┌─ Given passage

Putting one-fifth of America on welfare

The Left's health care "reform" plan will dramatically expand eligibility for Medicaid, a poorly-functioning program created in the 1960s to help low-income families.
Heritage Foundation expert Conn Carroll explains:
The Health care "reform" bills advancing in the House and Senate would expand Medicaid by making this government-run health plan available to all adults with incomes at or below 150% of the poverty line. The change would dramatically multiply eligible recipients, with 46 states seeing increases of at least 20%, including 16 posting jumps of 50% or more. Almost 21% of the entire U.S. population would be eligible for Medicaid and seven states and the District of Columbia would have eligibility rates of at least 25%.
Medicaid Map
Meanwhile, Heritage Vice President Stuart Butler debunks liberal myths about the proposed "trigger," which would create a government-run health care "public option" if other reforms fail to work. This mechanism, he explains, provides few incentives to experiment with new approaches and its criteria would be hard to measure.

└─
┌─ Record extracts

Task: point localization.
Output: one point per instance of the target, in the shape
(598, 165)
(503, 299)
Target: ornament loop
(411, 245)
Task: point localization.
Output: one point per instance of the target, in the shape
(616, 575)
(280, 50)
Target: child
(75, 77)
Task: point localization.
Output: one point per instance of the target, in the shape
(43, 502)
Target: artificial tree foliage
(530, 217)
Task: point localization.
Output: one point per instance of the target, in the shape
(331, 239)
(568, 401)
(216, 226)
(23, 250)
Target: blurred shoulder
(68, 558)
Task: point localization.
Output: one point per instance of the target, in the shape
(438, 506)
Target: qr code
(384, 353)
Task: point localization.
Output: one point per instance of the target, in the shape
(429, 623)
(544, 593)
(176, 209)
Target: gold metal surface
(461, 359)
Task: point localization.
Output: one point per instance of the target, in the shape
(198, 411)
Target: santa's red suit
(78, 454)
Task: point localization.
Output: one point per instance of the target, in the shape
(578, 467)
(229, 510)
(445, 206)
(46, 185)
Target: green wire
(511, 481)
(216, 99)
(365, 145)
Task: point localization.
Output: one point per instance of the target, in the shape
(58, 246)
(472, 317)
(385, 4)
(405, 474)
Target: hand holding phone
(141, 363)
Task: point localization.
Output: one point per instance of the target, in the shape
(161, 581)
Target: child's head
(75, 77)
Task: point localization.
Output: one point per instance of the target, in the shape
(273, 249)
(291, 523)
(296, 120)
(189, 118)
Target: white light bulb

└─

Your tasks:
A: Answer these questions using the Medicaid passage:
(i) At what income level would adults become eligible for Medicaid under the House and Senate bills?
(ii) How many states would see eligible recipients jump by 50% or more?
(iii) Who debunks liberal myths about the proposed "trigger"?
B: Write out everything in the Medicaid passage from "Heritage Foundation expert" down to "at least 25%.".
C: Extend the Medicaid passage by continuing it after its final sentence.
The listing is separate material with no connection to the Medicaid passage.

Outputs for the tasks:
A:
(i) At or below 150% of the poverty line
(ii) 16
(iii) Heritage Vice President Stuart Butler

B:
Heritage Foundation expert Conn Carroll explains:
The Health care "reform" bills advancing in the House and Senate would expand Medicaid by making this government-run health plan available to all adults with incomes at or below 150% of the poverty line. The change would dramatically multiply eligible recipients, with 46 states seeing increases of at least 20%, including 16 posting jumps of 50% or more. Almost 21% of the entire U.S. population would be eligible for Medicaid and seven states and the District of Columbia would have eligibility rates of at least 25%.

C:
The Senate version of the health care bill, which has been written in secret, will probably be revealed this week, Heritage's Brian Darling explains. The House narrowly passed its bloated big-government bill earlier this month.

Rove names Feulner a top conservative

Writing on Forbes.com, former presidential adviser Karl Rove named Heritage Foundation President Ed Feulner the sixth most powerful conservative.
Feulner is helping build the conservative movement at a critical time, Rove argues:
For more than 30 years, the president of the Heritage Foundation has been overseeing the conservative movement's premier think tank. Now he's injected new energy into the institution, and in a sign of confidence, is encouraging other center-right policy groups, like the American Enterprise Institute, to bring fresh conservative perspectives to policy battles.

Other Heritage work of note

  • A new federal transportation bill, Heritage's Ron Utt explains, would "mark a dramatic, harmful change in federal transportation policy" by increasing taxes and the size of government, embarking on social engineering efforts and discouraging private investment. Conservatives, Utt argues, should work instead to abolish the federal highway program altogether and return transportation tax and spending decisions to the states.

In other news

  • A federal panel has recommended that women be screened for breast cancer less often. If the federal government gets more involved in health care, such guidelines may be used as the basis for regulations that ration care.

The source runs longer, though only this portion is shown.